■ TO DO ■
What is needed here is an exact printout of the data, with no pictures included.

■ Data entries ■
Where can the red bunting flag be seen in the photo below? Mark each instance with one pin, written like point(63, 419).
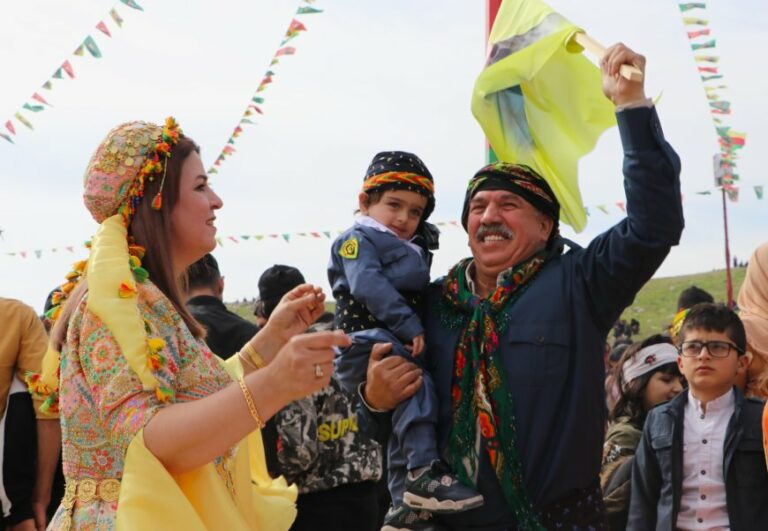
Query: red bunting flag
point(699, 33)
point(68, 69)
point(103, 28)
point(39, 98)
point(286, 50)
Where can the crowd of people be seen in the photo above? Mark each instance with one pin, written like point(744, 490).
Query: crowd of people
point(483, 400)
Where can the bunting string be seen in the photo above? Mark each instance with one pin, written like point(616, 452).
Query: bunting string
point(729, 141)
point(88, 44)
point(254, 105)
point(607, 209)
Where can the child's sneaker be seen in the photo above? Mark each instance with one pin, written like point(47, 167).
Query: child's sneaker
point(438, 490)
point(404, 518)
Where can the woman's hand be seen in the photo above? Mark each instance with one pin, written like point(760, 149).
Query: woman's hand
point(298, 309)
point(305, 364)
point(618, 89)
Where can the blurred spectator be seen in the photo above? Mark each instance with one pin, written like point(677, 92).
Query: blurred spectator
point(275, 282)
point(30, 448)
point(753, 304)
point(226, 331)
point(646, 375)
point(699, 463)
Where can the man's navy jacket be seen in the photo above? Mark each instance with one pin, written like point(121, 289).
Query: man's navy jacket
point(553, 348)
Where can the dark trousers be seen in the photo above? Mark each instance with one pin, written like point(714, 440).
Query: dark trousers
point(351, 507)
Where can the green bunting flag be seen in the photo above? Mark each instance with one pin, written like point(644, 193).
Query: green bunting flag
point(131, 3)
point(90, 45)
point(708, 44)
point(692, 5)
point(33, 108)
point(23, 120)
point(116, 17)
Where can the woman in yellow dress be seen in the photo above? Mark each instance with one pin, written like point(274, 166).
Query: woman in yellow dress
point(154, 428)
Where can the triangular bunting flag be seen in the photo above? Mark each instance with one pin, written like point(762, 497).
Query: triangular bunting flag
point(90, 45)
point(38, 97)
point(103, 28)
point(33, 108)
point(116, 17)
point(68, 69)
point(709, 44)
point(699, 33)
point(693, 5)
point(306, 10)
point(131, 3)
point(23, 120)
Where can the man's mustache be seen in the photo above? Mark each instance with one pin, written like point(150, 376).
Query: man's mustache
point(495, 229)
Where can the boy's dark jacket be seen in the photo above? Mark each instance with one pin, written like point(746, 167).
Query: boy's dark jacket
point(658, 469)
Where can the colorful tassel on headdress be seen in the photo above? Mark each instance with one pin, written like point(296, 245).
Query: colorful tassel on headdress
point(157, 202)
point(156, 344)
point(126, 290)
point(163, 394)
point(53, 313)
point(140, 274)
point(51, 404)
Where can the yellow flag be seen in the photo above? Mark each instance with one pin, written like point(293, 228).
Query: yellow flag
point(540, 101)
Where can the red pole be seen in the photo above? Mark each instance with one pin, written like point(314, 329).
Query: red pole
point(728, 280)
point(491, 9)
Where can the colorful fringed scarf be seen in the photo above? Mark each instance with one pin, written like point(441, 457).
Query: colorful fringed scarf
point(480, 393)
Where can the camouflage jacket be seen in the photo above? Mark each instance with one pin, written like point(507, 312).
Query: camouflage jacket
point(319, 445)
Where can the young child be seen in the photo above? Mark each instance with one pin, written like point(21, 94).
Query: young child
point(647, 375)
point(699, 464)
point(377, 270)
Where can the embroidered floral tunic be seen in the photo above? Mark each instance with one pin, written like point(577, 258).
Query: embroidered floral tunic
point(103, 405)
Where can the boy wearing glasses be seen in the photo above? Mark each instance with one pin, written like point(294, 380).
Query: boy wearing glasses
point(699, 464)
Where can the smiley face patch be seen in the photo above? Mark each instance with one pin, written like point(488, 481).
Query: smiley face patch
point(349, 249)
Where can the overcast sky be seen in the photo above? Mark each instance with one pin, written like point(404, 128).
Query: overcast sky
point(367, 76)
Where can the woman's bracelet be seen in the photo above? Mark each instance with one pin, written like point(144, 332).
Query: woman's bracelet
point(255, 358)
point(251, 405)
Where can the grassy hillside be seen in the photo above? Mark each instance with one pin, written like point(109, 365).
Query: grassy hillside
point(656, 303)
point(654, 306)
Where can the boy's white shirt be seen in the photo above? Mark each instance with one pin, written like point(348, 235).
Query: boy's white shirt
point(703, 501)
point(368, 221)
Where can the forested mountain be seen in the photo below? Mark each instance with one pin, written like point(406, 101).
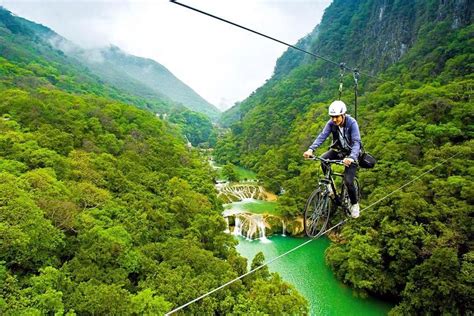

■ TASK RESULT ■
Where can the red bunting flag be seen in the photo below? Mark each instance with one pin, written like point(63, 419).
Query: red bunting flag
point(699, 33)
point(68, 69)
point(103, 28)
point(39, 98)
point(286, 50)
Where can the crowd of people be seen in the photo above? Mark each instance with one pin, written like point(744, 490).
Query: crowd of people
point(483, 400)
Where can the bunting string be seen in the photo above? Mark each instance with one pin, written like point(616, 452).
Query: bunting string
point(729, 141)
point(88, 44)
point(254, 105)
point(607, 209)
Where can the child's sneaker be seen in the photo above? Mark each instance with one pin, written like point(47, 167).
Query: child's sneaker
point(438, 490)
point(404, 518)
Where can the woman's hand be seen in the photo above? Mark each instance with one pin, written like point(760, 149).
Query: woman's hand
point(298, 309)
point(305, 364)
point(618, 89)
Where can the blurred spectator be seen in the photo above? Mark each instance with one pin, written like point(677, 92).
Query: blurred spectator
point(275, 282)
point(30, 448)
point(753, 304)
point(226, 331)
point(646, 375)
point(699, 463)
Where can the man's navy jacket be seen in the photo above? Mark each instance with one pin, written like point(121, 289).
Query: man's navy jacket
point(553, 348)
Where can the dark trousers be seen in the photo above? Mark each instance with one pin, written like point(714, 440).
Query: dark trousers
point(351, 507)
Where can the green bunting flag be seen in the photo above? Mark each instance with one pin, written like point(644, 193).
Query: green bunting flag
point(131, 3)
point(90, 45)
point(708, 44)
point(692, 5)
point(33, 108)
point(23, 120)
point(116, 17)
Where can the woman in yellow dress be seen in the photo above? Mark each instance with one pin, written like point(274, 166).
Query: woman in yellow dress
point(154, 428)
Where can the triangular bunting flag be seen in the photo above? Mark each instance with one pin, written like point(762, 497).
Query: triangular bunting flag
point(90, 45)
point(38, 97)
point(103, 28)
point(33, 108)
point(116, 17)
point(68, 69)
point(709, 44)
point(699, 33)
point(693, 5)
point(306, 10)
point(131, 3)
point(23, 120)
Where can the man's mustache be seen in the photo above? Mark each instance with one pin, written like point(150, 376).
Query: man's mustache
point(495, 229)
Where can the boy's dark jacket be seen in the photo above? Mark each instance with one pin, written like point(746, 167).
Query: boy's dark jacket
point(658, 469)
Where can the colorful tassel on headdress be seen in the photo above? Mark each instance with one pin, written like point(296, 245).
Query: colorful tassel on headdress
point(157, 202)
point(156, 344)
point(126, 290)
point(163, 394)
point(53, 313)
point(140, 274)
point(51, 404)
Where can the yellow flag be seen in the photo above? Mark each instance with one pin, written like point(293, 228).
Query: yellow flag
point(540, 101)
Where can the red pole be seen in the photo above? Mark each instance with one pin, written like point(314, 329).
Query: red pole
point(728, 280)
point(491, 9)
Where can the colorful fringed scarf be seen in the photo above? Mark each instance with one pin, written like point(441, 457).
Query: colorful fringed scarf
point(480, 393)
Where can the camouflage jacket be seen in the photo above? Mark each instance with one pin, written like point(507, 312).
Query: camouflage jacket
point(319, 445)
Where can the young child be seen in the photo above? Mark each instance with one pin, written like point(21, 94).
Query: young child
point(647, 375)
point(699, 464)
point(377, 270)
Where can the embroidered floral tunic be seen in the photo above? Mark each instance with one pin, written like point(577, 258).
Query: embroidered floral tunic
point(103, 405)
Where can the boy wearing glasses be seen in the photo above? Mark each instance with one pin, written like point(294, 380).
Query: boy wearing glasses
point(699, 464)
Where can the smiley face patch be seen in the photo above? Mark each instance with one pin, written like point(488, 481).
Query: smiley face patch
point(349, 249)
Where can the overcast sky be seen in the photo above? Mark each instance with one pin, written like point(404, 128).
Query: overcast sky
point(367, 76)
Where can the woman's bracelet be seen in the photo above? Mark each instance with one pin, written like point(144, 332).
Query: woman's bracelet
point(255, 358)
point(251, 405)
Where can the grassy hillside be seen in the photo above? Mark each instance with one pin, written like point(109, 365).
Query: grassy hillside
point(656, 303)
point(654, 306)
Where can the boy's white shirt be seen in the photo above? Mark each instance with one pin, written like point(348, 235).
Query: boy's white shirt
point(703, 501)
point(368, 221)
Where can the forested mountain be seen in the photo below? Mark each instance with one pin, written like point(406, 101).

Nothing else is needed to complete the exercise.